SET OF TASKS:
a. Retype everything in the text below about early homepage designs from "A while later, I" down to "gather them up.".
b. In the text below about early homepage designs, how was the little Bonsai tree in the second design interpreted?

EXTRACTED TEXT:
________________________________________
The text of the first homepage I ever had has gone lost. The only drawing in it resembled what I had on my self-made business card at the time, a cartoon figure (that was supposed to be me) in front of a terminal. It quickly got stolen and copied into other people's homepages to represent them without me knowing. I was severely flattered and learned something about copyright protection and my ability to draw something that resembled me, which are both fairly nonexistant.
A while later, I looked at the flimsy drawing and the chaos in the page and decided to tackle it head-on. The theme of scatter-gather (a kind of diagram) stood for that; I had scattered my things all over the place, and now readers could go gather them up.
This one didn't actually get used; instead I got started with imagemaps. The second design had its heroine sit cross-legged in the middle of a room cluttered with things that, more or less mysteriously, corresponded to pages I wanted to offer. I learned two things. One, it's not only me that I can't draw to a reasonable resemblance, I can't draw almost anything. (The little Bonsai tree was interpreted as a ``Mushroom growing out of a microchip,'' and the figure in the middle as a ``chinese guy looking up''). Two, imagemaps are horrible to maintain, partly due to the imagemapping software itself, which required you to jump through all kinds of hoops to be able to specify where the user went and was amazingly unhelpful when things went wrong in any way.
________________________________________
RECORD EXCERPTS:

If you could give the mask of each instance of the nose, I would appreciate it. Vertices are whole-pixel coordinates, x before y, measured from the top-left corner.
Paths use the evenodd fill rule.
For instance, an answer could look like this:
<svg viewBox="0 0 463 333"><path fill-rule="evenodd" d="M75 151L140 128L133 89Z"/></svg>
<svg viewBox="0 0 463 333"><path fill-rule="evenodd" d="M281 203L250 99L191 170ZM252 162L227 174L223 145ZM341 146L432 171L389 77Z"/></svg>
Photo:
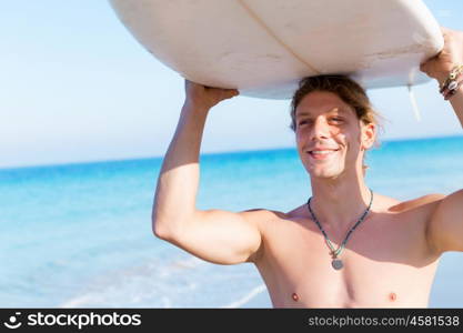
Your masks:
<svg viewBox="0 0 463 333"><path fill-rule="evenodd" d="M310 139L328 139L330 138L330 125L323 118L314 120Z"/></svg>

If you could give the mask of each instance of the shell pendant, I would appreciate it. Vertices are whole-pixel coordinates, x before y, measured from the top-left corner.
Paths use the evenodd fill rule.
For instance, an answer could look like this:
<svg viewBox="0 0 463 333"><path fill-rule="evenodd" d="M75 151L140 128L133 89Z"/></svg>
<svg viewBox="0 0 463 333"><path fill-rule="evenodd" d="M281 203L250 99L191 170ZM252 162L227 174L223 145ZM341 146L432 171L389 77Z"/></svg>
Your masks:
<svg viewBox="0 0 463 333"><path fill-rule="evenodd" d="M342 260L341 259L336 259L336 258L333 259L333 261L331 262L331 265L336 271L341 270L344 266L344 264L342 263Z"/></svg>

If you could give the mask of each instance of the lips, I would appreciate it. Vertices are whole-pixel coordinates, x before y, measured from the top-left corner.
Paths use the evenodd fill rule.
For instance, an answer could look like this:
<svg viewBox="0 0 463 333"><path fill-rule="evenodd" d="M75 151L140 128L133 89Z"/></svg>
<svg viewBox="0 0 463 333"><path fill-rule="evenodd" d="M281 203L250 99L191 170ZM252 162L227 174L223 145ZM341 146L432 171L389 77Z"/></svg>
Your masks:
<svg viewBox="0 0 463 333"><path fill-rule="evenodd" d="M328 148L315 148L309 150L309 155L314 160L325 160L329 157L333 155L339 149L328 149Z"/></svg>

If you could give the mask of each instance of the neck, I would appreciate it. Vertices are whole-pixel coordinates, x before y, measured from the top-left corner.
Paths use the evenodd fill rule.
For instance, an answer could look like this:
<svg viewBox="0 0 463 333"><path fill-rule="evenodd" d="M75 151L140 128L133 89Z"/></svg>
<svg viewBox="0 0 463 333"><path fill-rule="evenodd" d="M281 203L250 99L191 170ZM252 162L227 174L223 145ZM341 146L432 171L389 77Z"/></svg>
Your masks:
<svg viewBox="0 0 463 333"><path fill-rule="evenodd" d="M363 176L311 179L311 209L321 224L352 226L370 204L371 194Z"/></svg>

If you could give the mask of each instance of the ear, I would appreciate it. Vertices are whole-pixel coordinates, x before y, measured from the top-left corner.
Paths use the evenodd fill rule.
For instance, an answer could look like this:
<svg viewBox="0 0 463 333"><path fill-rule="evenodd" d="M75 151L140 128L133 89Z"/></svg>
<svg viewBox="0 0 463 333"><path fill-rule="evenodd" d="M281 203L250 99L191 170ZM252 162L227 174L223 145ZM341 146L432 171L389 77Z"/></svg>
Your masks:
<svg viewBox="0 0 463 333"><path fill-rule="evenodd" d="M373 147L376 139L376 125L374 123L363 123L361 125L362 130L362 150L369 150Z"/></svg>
________________________________________
ANSWERS BY TASK:
a.
A while later, I looked at the flimsy drawing and the chaos in the page and decided to tackle it head-on. The theme of scatter-gather (a kind of diagram) stood for that; I had scattered my things all over the place, and now readers could go gather them up.

b. As a "Mushroom growing out of a microchip."